Task input: Begin
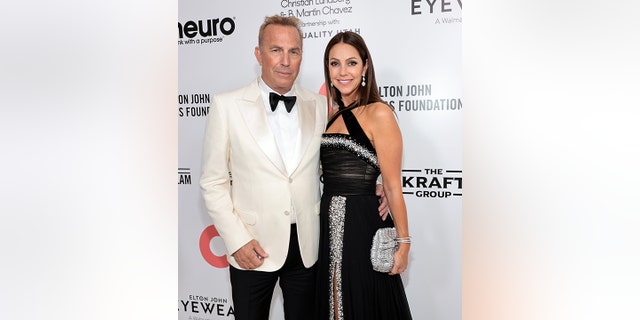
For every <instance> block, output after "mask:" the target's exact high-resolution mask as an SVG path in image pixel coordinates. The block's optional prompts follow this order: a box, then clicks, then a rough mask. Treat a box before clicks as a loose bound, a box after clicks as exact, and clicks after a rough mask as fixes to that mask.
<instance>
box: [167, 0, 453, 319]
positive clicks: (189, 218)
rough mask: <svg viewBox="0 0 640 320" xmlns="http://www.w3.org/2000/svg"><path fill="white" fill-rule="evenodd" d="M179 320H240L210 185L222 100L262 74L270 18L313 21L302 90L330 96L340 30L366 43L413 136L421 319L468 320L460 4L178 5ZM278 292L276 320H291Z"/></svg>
mask: <svg viewBox="0 0 640 320" xmlns="http://www.w3.org/2000/svg"><path fill="white" fill-rule="evenodd" d="M178 5H179V8H178V32H177V45H178V48H179V49H178V50H179V51H178V60H179V62H178V67H179V71H178V72H179V75H178V81H179V84H178V97H177V104H176V111H177V112H176V113H177V116H178V121H179V124H178V132H179V133H178V134H179V137H178V139H179V140H178V143H179V155H178V157H179V158H178V165H179V167H178V168H177V170H178V192H179V198H178V202H179V265H178V268H179V278H178V280H179V287H178V301H177V304H178V311H179V312H178V314H179V317H178V318H179V319H180V320H191V319H234V316H233V315H234V307H233V302H232V300H231V288H230V285H229V281H228V264H227V262H226V255H227V252H226V249H225V247H224V243H223V240H222V239H221V238H220V237H219V236H218V233H217V231H216V229H215V227H214V226H213V225H212V223H211V220H210V218H209V216H208V214H207V212H206V209H205V206H204V202H203V200H202V196H201V194H200V188H199V184H198V182H199V177H200V158H201V150H202V140H203V139H202V138H203V134H204V124H205V119H206V117H207V114H208V112H209V104H210V101H211V96H212V95H213V94H215V93H219V92H223V91H227V90H230V89H234V88H237V87H240V86H244V85H246V84H248V83H249V82H250V81H252V80H253V79H255V78H256V77H257V76H259V74H260V66H259V65H258V63H257V61H256V59H255V56H254V54H253V51H254V47H255V46H256V45H257V43H258V28H259V27H260V24H261V23H262V21H263V20H264V17H265V16H268V15H273V14H280V15H287V16H288V15H293V16H296V17H298V18H300V19H301V20H302V22H303V31H304V32H303V34H304V40H303V41H304V53H303V62H302V67H301V71H300V75H299V77H298V84H300V85H302V86H304V87H307V88H309V89H312V90H314V91H317V92H320V91H321V88H322V84H323V74H322V54H323V52H324V49H325V46H326V44H327V42H328V41H329V39H330V38H331V37H333V36H334V35H335V34H336V33H338V32H341V31H344V30H350V31H354V32H357V33H359V34H360V35H362V36H363V37H364V39H365V41H366V42H367V44H368V46H369V49H370V51H371V54H372V58H373V62H374V65H375V68H376V73H377V80H378V85H379V89H380V93H381V95H382V97H383V98H384V99H385V100H386V101H387V102H389V104H391V105H392V106H393V107H394V108H395V110H396V112H397V115H398V121H399V123H400V127H401V129H402V132H403V138H404V145H405V146H404V162H403V173H402V175H403V177H402V179H403V188H404V194H405V200H406V202H407V207H408V215H409V227H410V231H411V235H412V237H413V239H412V240H413V243H412V246H411V253H410V262H409V269H408V270H407V271H406V272H405V273H404V274H403V281H404V284H405V288H406V291H407V296H408V298H409V303H410V306H411V310H412V312H413V316H414V319H438V320H457V319H460V318H461V299H462V294H461V292H462V288H461V265H462V261H461V256H462V247H461V242H462V230H461V229H462V225H461V221H462V196H463V188H462V88H461V56H462V41H461V39H462V37H461V27H462V2H461V0H457V1H456V0H402V1H396V0H394V1H391V0H386V1H383V0H374V1H372V0H368V1H365V0H297V1H296V0H293V1H287V0H268V1H265V0H251V1H222V0H180V1H179V2H178ZM281 305H282V296H281V293H280V292H279V289H276V293H275V295H274V299H273V302H272V312H271V318H272V319H283V314H282V307H281Z"/></svg>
Task input: End
Starting at the beginning of the records and ending at the line that contains "rough mask: <svg", rewrite those lines with "rough mask" swapped for "coarse mask" and nothing else altered. Omit the pictures from your answer.

For every <instance> block, output after "mask:" the target's exact high-resolution mask as an SVG path in image pixel coordinates. The block's optional prompts follow this order: a box, then clicks, then a coarse mask. Treat a box before clicks as a loose bound, a box after clicks as exact, and clicks after a coarse mask as fixes to that mask.
<instance>
box: [167, 0, 453, 319]
positive clicks: (189, 218)
coarse mask: <svg viewBox="0 0 640 320" xmlns="http://www.w3.org/2000/svg"><path fill="white" fill-rule="evenodd" d="M179 320H240L210 185L222 100L262 74L270 18L313 21L302 90L330 96L340 30L366 43L413 136L421 319L468 320L460 4L178 5ZM278 292L276 320H291Z"/></svg>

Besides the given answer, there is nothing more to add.